[Begin Supplied information]
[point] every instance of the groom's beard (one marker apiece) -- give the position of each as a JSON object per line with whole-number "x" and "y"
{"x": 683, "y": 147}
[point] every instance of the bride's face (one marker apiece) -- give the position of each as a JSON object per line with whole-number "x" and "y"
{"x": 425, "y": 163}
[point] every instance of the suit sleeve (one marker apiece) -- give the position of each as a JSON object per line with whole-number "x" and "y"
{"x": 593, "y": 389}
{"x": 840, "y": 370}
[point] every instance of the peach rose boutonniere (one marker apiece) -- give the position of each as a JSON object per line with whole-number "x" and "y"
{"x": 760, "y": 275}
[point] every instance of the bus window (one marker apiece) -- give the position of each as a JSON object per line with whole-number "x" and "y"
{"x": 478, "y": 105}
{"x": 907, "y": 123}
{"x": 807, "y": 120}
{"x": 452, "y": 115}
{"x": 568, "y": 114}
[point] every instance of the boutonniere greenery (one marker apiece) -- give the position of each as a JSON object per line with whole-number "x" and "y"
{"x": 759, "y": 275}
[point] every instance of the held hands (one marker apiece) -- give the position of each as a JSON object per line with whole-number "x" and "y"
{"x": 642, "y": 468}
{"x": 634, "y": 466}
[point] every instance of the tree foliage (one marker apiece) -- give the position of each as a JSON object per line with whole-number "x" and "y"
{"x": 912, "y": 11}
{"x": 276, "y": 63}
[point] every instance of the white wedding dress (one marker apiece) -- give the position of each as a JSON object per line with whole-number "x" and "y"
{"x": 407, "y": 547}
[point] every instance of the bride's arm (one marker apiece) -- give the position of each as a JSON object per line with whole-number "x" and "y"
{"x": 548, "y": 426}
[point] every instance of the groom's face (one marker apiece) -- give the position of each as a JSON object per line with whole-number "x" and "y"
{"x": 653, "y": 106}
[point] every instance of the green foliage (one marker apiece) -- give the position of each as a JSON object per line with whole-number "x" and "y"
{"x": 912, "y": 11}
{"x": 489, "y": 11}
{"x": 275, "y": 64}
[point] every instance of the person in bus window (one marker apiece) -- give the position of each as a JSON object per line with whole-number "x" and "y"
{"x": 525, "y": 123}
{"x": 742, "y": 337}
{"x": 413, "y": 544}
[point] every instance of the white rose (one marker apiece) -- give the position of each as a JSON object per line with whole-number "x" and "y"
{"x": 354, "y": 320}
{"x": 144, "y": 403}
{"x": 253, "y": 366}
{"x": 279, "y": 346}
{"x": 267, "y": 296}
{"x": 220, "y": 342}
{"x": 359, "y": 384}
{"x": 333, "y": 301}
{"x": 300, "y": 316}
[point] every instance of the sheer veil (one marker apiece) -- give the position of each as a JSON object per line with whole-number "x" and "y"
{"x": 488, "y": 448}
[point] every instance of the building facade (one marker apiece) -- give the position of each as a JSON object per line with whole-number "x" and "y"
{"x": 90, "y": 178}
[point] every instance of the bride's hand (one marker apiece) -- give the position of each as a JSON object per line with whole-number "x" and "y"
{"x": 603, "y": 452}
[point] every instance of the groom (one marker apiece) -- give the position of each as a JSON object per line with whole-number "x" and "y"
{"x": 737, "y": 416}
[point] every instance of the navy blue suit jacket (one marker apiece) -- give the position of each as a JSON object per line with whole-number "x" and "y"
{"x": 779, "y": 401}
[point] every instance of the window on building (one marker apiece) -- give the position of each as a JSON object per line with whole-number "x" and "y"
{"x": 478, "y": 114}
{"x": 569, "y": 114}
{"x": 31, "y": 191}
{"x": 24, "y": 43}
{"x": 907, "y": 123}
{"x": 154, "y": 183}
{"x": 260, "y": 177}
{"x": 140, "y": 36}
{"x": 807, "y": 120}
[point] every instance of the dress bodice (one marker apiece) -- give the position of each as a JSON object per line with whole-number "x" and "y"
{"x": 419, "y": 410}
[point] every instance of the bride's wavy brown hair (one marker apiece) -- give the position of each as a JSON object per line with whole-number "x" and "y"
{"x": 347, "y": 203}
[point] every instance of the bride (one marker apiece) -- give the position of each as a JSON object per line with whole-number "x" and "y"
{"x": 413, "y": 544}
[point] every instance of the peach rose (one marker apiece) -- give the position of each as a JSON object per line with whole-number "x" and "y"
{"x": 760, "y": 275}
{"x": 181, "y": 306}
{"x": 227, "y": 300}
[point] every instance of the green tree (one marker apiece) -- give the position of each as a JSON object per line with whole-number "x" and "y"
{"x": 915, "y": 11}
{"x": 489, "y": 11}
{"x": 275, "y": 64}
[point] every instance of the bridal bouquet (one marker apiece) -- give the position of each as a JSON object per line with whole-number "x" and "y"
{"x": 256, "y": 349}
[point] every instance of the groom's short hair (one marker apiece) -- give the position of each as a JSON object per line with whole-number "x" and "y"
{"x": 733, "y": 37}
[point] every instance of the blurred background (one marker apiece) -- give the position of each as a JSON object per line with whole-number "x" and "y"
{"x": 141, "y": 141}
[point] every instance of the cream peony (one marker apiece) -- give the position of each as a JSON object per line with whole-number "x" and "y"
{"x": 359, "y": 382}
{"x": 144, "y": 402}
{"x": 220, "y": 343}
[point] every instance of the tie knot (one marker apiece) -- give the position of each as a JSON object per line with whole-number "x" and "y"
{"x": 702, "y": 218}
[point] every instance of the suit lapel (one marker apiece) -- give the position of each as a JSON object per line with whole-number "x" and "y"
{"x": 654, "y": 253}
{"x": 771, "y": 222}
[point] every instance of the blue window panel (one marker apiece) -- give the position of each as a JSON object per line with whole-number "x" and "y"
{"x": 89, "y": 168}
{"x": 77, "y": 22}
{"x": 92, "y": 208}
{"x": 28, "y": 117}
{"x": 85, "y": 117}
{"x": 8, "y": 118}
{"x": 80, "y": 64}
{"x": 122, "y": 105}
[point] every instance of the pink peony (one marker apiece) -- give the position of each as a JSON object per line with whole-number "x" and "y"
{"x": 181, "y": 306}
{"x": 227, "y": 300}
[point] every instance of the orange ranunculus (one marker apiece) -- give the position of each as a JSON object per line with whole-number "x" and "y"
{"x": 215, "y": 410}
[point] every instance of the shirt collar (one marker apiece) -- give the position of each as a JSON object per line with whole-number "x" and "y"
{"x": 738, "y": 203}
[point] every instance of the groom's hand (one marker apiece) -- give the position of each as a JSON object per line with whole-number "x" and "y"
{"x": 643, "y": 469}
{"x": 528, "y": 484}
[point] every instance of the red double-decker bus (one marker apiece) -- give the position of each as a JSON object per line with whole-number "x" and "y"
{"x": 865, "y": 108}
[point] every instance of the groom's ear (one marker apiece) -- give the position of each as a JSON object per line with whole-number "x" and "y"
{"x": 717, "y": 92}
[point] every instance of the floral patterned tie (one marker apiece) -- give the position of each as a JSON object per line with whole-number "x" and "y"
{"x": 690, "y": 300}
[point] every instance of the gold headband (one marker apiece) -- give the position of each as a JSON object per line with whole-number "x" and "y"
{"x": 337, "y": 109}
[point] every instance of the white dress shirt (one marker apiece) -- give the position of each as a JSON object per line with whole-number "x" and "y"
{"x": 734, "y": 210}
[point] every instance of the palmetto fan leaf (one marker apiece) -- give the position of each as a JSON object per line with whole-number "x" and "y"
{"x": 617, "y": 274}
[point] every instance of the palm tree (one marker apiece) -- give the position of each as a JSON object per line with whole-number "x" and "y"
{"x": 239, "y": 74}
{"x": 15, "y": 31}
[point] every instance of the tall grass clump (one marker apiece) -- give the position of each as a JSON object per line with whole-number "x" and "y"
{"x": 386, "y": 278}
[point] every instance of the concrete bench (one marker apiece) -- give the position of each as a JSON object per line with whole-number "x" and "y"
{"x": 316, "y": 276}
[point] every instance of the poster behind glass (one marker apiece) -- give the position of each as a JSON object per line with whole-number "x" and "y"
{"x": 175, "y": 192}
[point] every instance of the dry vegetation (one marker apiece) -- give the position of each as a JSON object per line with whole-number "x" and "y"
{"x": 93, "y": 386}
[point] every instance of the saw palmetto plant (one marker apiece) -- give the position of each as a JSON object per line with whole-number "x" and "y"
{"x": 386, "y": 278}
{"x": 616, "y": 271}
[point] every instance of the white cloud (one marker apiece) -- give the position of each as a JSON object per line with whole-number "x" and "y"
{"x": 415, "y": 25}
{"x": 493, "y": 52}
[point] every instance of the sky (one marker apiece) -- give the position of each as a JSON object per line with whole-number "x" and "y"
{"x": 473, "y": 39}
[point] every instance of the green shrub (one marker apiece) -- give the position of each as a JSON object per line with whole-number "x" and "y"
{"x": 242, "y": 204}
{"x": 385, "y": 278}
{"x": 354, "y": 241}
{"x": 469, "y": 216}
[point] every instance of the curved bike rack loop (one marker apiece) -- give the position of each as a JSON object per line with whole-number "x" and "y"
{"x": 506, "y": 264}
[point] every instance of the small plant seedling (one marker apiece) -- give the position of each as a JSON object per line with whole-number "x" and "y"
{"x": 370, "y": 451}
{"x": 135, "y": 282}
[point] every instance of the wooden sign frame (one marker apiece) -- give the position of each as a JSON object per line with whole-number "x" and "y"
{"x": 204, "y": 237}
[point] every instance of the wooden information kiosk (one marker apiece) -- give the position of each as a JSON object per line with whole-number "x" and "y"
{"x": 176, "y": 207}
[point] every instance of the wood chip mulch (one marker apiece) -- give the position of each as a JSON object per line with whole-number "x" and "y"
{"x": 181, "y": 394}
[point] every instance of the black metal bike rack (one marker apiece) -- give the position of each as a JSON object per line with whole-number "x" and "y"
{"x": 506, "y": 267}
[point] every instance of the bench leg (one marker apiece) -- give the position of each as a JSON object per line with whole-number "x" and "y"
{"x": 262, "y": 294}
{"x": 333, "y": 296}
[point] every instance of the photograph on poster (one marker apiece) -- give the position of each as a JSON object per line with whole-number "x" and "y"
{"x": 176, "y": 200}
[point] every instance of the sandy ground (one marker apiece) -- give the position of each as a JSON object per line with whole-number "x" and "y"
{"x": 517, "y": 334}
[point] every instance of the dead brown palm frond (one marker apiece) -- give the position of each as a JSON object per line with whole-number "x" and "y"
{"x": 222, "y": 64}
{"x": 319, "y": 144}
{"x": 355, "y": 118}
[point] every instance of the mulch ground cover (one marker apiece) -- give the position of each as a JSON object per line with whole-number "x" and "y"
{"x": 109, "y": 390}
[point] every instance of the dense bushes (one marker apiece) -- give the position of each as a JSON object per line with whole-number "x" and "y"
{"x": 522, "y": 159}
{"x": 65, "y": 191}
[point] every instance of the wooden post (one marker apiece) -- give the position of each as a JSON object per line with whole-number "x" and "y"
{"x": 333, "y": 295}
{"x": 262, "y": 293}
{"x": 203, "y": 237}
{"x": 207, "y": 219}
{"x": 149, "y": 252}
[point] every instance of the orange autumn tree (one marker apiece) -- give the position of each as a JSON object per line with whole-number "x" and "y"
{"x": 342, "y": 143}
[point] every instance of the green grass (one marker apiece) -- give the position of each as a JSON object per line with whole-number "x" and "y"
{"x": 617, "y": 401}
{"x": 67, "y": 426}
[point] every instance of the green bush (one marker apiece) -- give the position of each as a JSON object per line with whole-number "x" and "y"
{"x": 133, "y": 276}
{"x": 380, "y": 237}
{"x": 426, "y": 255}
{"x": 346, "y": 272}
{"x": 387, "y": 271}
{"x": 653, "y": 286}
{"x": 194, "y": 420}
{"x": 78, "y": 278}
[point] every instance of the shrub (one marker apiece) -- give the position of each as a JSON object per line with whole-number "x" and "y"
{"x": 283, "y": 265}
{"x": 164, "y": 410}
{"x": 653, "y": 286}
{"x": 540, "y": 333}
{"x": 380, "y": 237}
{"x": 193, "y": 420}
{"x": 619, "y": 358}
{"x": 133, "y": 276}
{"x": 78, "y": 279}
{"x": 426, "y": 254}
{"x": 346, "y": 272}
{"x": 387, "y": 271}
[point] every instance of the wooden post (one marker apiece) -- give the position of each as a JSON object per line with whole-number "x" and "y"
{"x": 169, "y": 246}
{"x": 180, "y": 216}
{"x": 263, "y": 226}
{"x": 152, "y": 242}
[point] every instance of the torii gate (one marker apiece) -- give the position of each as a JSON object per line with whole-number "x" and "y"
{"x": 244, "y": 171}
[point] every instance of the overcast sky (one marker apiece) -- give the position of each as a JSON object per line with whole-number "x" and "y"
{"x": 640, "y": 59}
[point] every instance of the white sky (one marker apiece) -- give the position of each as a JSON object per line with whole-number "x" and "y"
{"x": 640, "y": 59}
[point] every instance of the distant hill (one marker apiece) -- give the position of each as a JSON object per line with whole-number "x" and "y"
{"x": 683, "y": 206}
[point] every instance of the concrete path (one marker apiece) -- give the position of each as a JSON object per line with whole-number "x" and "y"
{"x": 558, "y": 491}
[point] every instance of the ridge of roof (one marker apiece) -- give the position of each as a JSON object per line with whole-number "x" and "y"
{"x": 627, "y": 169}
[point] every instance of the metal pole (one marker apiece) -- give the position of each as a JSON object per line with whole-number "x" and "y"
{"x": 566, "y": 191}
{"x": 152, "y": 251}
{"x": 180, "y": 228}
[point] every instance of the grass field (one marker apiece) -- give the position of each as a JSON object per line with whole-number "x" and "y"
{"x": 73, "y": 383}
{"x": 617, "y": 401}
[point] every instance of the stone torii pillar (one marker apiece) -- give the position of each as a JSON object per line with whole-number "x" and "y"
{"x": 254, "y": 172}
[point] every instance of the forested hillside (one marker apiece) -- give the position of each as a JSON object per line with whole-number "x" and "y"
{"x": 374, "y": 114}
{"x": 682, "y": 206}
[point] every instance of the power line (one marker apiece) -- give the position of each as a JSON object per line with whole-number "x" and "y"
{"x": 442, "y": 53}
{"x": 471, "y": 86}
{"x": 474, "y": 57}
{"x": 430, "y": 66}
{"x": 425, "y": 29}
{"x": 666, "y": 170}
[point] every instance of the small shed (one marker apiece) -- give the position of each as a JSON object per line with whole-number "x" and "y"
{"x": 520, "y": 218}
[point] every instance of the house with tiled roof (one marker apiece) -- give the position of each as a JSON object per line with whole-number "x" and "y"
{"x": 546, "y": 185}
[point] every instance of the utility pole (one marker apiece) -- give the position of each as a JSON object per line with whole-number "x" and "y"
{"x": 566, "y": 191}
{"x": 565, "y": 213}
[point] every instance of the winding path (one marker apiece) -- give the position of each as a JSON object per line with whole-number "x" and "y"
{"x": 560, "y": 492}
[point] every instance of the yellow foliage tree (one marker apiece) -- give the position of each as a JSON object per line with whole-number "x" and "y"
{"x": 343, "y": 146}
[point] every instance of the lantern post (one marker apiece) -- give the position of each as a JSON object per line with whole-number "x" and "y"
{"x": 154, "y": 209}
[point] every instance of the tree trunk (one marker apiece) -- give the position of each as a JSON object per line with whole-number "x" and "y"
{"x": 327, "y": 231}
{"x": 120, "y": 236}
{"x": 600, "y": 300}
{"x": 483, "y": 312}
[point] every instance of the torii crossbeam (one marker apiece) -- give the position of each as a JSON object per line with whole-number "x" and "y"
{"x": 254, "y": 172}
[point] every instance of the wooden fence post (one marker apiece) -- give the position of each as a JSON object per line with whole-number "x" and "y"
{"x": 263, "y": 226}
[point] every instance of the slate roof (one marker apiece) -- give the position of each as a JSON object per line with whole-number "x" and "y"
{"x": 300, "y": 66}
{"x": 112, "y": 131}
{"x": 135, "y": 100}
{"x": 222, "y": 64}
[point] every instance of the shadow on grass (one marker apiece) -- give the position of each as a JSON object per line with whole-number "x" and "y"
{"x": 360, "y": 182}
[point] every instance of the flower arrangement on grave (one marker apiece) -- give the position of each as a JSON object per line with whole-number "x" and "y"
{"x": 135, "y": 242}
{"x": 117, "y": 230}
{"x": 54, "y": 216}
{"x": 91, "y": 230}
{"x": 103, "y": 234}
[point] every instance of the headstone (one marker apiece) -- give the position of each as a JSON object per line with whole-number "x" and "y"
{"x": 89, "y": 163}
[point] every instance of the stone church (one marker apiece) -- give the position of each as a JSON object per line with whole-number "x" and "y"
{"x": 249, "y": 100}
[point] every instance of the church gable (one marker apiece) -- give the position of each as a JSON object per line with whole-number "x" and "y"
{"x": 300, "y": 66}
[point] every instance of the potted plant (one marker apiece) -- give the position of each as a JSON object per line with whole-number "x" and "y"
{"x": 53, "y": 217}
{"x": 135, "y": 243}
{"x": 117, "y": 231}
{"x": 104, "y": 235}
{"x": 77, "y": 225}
[End Supplied information]
Task to complete: In the records above, return only the line that contains "[point] every instance of the headstone" and every line after it through the last, exactly as they appear.

Full answer:
[point] every instance of the headstone (one marker apiece) -- give the position of each as a JSON object per line with whole-number "x" and "y"
{"x": 89, "y": 163}
[point] every instance of the stone church (one marker apiece) -- give the position of each as a JSON object per line with whole-number "x" and "y"
{"x": 249, "y": 100}
[point] every instance of the church gable (one marker apiece) -- give the position of each as a JSON object per line with whole-number "x" and "y"
{"x": 300, "y": 66}
[point] every instance of the potted plant (one marker apiece) -- give the position of each as a JSON object per line with whole-number "x" and "y"
{"x": 53, "y": 217}
{"x": 135, "y": 243}
{"x": 117, "y": 231}
{"x": 104, "y": 235}
{"x": 77, "y": 225}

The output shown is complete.